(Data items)
****************
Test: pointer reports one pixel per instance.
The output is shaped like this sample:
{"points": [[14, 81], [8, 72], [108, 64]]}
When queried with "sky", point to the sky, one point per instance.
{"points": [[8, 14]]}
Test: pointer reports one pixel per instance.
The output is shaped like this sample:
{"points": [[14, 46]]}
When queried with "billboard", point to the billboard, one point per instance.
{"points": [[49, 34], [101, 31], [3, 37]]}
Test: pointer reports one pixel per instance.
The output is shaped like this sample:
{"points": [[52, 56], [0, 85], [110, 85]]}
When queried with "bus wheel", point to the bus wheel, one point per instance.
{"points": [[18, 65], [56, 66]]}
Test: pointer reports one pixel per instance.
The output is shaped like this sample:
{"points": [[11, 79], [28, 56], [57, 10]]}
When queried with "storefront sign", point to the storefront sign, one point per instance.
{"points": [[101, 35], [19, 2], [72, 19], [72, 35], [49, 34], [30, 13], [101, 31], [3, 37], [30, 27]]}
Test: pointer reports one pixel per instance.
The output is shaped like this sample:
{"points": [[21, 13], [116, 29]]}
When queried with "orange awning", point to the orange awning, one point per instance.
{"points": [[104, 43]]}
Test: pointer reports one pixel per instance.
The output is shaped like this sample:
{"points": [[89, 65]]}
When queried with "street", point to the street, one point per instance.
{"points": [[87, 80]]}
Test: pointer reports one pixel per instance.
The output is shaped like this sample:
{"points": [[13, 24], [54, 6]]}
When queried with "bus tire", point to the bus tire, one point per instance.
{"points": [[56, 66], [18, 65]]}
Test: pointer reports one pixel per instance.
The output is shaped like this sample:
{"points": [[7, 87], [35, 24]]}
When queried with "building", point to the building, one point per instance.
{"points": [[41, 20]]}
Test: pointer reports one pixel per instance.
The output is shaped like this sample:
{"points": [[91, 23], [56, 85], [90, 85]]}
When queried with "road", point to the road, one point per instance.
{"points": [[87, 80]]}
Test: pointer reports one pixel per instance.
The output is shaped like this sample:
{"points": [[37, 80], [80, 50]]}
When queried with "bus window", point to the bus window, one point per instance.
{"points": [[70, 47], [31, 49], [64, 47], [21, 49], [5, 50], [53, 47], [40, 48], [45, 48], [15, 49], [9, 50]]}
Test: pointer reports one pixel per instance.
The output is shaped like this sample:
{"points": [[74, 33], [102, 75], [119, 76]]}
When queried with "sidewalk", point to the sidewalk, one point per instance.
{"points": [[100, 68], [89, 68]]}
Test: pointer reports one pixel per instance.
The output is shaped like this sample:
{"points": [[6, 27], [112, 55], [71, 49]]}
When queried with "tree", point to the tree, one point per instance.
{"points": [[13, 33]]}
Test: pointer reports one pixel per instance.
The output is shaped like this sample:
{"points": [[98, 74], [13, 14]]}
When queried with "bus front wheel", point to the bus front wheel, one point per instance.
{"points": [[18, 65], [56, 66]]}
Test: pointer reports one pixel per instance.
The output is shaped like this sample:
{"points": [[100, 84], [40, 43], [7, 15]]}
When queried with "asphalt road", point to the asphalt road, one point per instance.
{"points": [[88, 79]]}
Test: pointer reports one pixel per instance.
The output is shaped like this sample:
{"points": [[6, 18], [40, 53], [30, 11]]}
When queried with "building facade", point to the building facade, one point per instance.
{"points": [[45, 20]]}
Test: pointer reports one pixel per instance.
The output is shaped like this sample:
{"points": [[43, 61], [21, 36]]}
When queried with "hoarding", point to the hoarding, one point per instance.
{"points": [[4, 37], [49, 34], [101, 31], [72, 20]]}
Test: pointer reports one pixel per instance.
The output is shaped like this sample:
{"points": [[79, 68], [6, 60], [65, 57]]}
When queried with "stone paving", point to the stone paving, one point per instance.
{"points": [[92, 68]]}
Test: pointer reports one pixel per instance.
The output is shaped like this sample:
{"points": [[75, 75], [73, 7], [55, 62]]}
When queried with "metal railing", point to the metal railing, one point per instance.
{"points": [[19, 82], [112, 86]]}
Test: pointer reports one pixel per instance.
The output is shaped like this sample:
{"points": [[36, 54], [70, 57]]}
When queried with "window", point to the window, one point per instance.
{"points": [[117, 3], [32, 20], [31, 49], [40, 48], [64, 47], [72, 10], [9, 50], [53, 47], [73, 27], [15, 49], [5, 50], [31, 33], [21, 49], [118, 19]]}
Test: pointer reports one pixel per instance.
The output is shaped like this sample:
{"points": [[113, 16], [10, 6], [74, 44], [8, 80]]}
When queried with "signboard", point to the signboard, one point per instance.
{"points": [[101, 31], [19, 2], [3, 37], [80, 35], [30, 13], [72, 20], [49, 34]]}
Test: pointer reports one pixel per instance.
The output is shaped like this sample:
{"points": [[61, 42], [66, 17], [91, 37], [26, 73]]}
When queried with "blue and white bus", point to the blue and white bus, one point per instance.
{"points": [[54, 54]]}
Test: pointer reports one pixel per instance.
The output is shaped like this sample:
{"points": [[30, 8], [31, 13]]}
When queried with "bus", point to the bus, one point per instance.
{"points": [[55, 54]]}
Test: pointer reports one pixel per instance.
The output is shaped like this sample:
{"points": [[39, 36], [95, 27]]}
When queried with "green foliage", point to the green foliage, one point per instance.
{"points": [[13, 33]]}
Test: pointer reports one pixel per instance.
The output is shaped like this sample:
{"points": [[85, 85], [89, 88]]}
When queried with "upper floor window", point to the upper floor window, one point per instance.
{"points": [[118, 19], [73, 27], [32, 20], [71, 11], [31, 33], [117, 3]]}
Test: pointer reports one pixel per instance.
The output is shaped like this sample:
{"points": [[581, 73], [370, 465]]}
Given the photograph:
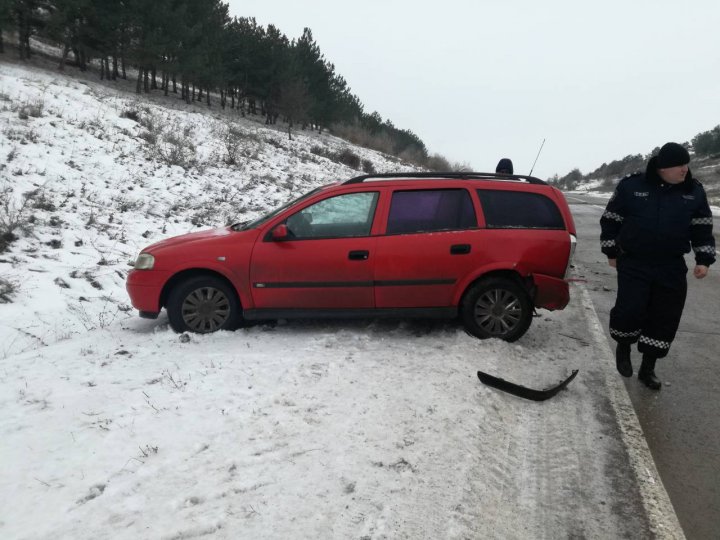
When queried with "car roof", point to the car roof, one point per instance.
{"points": [[445, 176]]}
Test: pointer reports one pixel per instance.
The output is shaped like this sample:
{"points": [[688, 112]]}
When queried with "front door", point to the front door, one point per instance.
{"points": [[326, 261]]}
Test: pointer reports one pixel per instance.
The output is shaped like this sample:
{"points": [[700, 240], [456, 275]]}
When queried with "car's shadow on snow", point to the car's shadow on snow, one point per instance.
{"points": [[415, 327]]}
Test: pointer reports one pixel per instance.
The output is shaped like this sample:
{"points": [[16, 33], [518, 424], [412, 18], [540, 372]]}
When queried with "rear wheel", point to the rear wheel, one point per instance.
{"points": [[497, 307], [203, 304]]}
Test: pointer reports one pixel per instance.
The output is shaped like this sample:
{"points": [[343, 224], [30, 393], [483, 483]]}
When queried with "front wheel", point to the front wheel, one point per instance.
{"points": [[203, 304], [497, 307]]}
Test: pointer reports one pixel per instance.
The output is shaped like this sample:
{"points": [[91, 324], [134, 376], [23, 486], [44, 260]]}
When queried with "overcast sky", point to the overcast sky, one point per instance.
{"points": [[485, 79]]}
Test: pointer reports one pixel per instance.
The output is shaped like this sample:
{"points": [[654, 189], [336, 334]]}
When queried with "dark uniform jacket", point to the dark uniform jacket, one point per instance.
{"points": [[653, 220]]}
****************
Objective:
Every line should be retyped exactly, with the pictures omitted.

Output below:
Test: pointer reports one pixel per instance.
The output is shaped like this sample:
{"points": [[14, 81], [8, 72], [108, 64]]}
When queried with "sky", point to the sky, one point per instance.
{"points": [[8, 14]]}
Test: pointer reports one pixel per instance.
The output is shaped like this sample:
{"points": [[14, 46]]}
When queried with "billboard", point to the billboard, one point per instance.
{"points": [[49, 34], [101, 31], [3, 37]]}
Test: pointer reports one pixel per instance.
The output is shaped like this sample:
{"points": [[52, 56], [0, 85], [110, 85]]}
When queried with "bus wheel", point to the bus wheel, one point per instance.
{"points": [[18, 65], [56, 66]]}
Test: pointer reports one pixel per instance.
The output is shaped like this sample:
{"points": [[11, 79], [28, 56], [57, 10]]}
When queried with "storefront sign", point to the storefront sign, one point per instance.
{"points": [[101, 35], [19, 2], [72, 19], [72, 35], [49, 34], [30, 13], [101, 31], [3, 37], [30, 27]]}
Test: pointer reports one pixel per instance.
The output is shaped like this sample:
{"points": [[21, 13], [116, 29]]}
When queried with "orange awning", point to the orange awning, one point per instance.
{"points": [[104, 43]]}
Test: pointer reports one pixel per instance.
The output is shaped like this sample:
{"points": [[89, 65]]}
When queried with "street", point to the street, one point per instance.
{"points": [[87, 80]]}
Test: pointer reports one pixel per instance.
The output is shaped like this sample:
{"points": [[13, 24], [54, 6]]}
When queried with "bus tire", point to the bus tire, one point per instance.
{"points": [[56, 66], [18, 65]]}
Test: pointer reports one pixel per instance.
The output is shaped like this sample:
{"points": [[7, 87], [35, 24]]}
When queried with "building", point to the building, one point per instance.
{"points": [[41, 20]]}
Test: pointer reports one pixel per instance.
The output is shaped like this sample:
{"points": [[91, 23], [56, 85], [90, 85]]}
When queried with "road", point to the road, one point per instance.
{"points": [[87, 80]]}
Test: pointer reports one pixel per instance.
The output is shaped like this sample:
{"points": [[37, 80], [80, 50]]}
When queried with "bus window", point to the bus window, one point per instance.
{"points": [[70, 47], [31, 49], [64, 47], [21, 49], [5, 50], [53, 47], [40, 48], [45, 48], [15, 49], [9, 50]]}
Test: pointer reports one pixel per instance.
The output is shaped like this sample:
{"points": [[74, 33], [102, 75], [119, 76]]}
When queried with "sidewalk", point to the sidewalk, one point per instance.
{"points": [[100, 68], [89, 68]]}
Test: pointer reports one pixel per instance.
The output is shaped like this sample:
{"points": [[6, 27], [112, 55], [71, 49]]}
When queried with "tree", point to the tree, one point per instance.
{"points": [[13, 33]]}
Test: pointer reports one pixel per instance.
The output is shaped like this sample:
{"points": [[98, 74], [13, 14]]}
When queried with "bus front wheel", point to the bus front wheel, one point per instance.
{"points": [[18, 65], [56, 66]]}
Test: pointer reports one pixel per instance.
The output is shaped like this sample:
{"points": [[100, 84], [40, 43], [7, 15]]}
When queried with "asphalt road", point to the asphalt road, one point per instance.
{"points": [[88, 79]]}
Test: pointer reports one pixel per instance.
The output is shaped like this sample:
{"points": [[6, 18], [40, 53], [30, 11]]}
When queried with "building facade", point to the building facade, one point per instance.
{"points": [[45, 20]]}
Test: pointer reports one pixel per instance.
The output is shaped like this sample:
{"points": [[43, 61], [21, 36]]}
When queried with "hoarding", point to the hoarding, one point per instance.
{"points": [[4, 37], [49, 34], [101, 31], [72, 20]]}
Test: pointer reports one pixel per instance.
The output is shaped like this sample:
{"points": [[79, 68], [6, 60], [65, 57]]}
When queried with "stone paving", point to the stone paving, one point per instance.
{"points": [[92, 68]]}
Test: pointer reports one pixel per instance.
The output is shaped like this sample:
{"points": [[75, 75], [73, 7], [55, 62]]}
When queried with "metal railing", point to the metal railing, one point per instance.
{"points": [[19, 82], [112, 86]]}
Test: pointer reports one pixel per instance.
The output is shaped like this sample:
{"points": [[36, 54], [70, 57]]}
When queried with "window", point to the window, one point per instance.
{"points": [[117, 3], [32, 20], [31, 49], [40, 48], [64, 47], [72, 10], [9, 50], [53, 47], [73, 27], [15, 49], [5, 50], [31, 33], [21, 49], [118, 19]]}
Test: pointer reports one pixel per instance.
The output is shaped like this sample:
{"points": [[113, 16], [10, 6], [74, 44], [8, 80]]}
When queried with "signboard", point to the signboard, one point per instance.
{"points": [[101, 31], [19, 2], [3, 37], [80, 35], [30, 13], [72, 20], [49, 34]]}
Test: pointer reports one pixel per instance.
The output is shaped like this sample:
{"points": [[61, 42], [66, 17], [91, 37], [26, 73]]}
When queried with "blue and white bus", point to the blue and white bus, one point per instance.
{"points": [[54, 54]]}
Test: pointer reports one pixel per instance.
The output is shaped like this sample:
{"points": [[30, 8], [31, 13]]}
When queried with "bus", point to the bus, one point per instance.
{"points": [[55, 54]]}
Test: pointer reports one pixel per instance.
The output is shaped like this sample:
{"points": [[39, 36], [95, 27]]}
When queried with "green foliage", point to the green foliage, one point per instance.
{"points": [[13, 33]]}
Test: pointer reports one pixel per instance.
The output is shaped like this sample:
{"points": [[85, 85], [89, 88]]}
When queried with "upper floor window", point to the upper floor window, one point per instance.
{"points": [[118, 19], [73, 27], [32, 20], [71, 11], [31, 33], [117, 3]]}
Test: pointer reports one pixel per instance.
The output is shaped like this sample:
{"points": [[581, 73], [370, 465]]}
Given the photograph:
When queried with "car roof", point to the car roof, one point per instance.
{"points": [[445, 176]]}
Test: pointer reports one pixel per instance.
The output is shaped like this sample:
{"points": [[688, 112]]}
When queried with "front door", point to the front door, one point per instance.
{"points": [[326, 261]]}
Test: pointer reports one pixel per instance.
The output is shaped like this sample:
{"points": [[700, 240], [456, 275]]}
When queried with "car's shadow on snow", point to the car's shadow on snow, one point per instance.
{"points": [[415, 327]]}
Test: pointer reports one pixel per instance.
The output is shaped like this sample:
{"points": [[16, 33], [518, 424], [412, 18], [540, 372]]}
When queried with "rear wheel", point to the rear wheel, one point per instance.
{"points": [[497, 307], [203, 304]]}
Test: pointer reports one pixel per instance.
The output is shaped like this sample:
{"points": [[343, 224], [30, 393], [483, 483]]}
When queried with "front wheel", point to the front wheel, one point per instance.
{"points": [[203, 304], [497, 307]]}
Test: pointer reports one pixel per instance.
The output is shaped like this sample:
{"points": [[91, 324], [134, 376], [23, 486], [44, 260]]}
When queried with "overcast sky", point to the overcast sky, one point per instance.
{"points": [[485, 79]]}
Test: pointer reports one pixel per instance.
The output is shaped like this sample:
{"points": [[654, 189], [336, 334]]}
When queried with "dark uniform jacket", point to the dark uniform jacket, one point per instance.
{"points": [[653, 220]]}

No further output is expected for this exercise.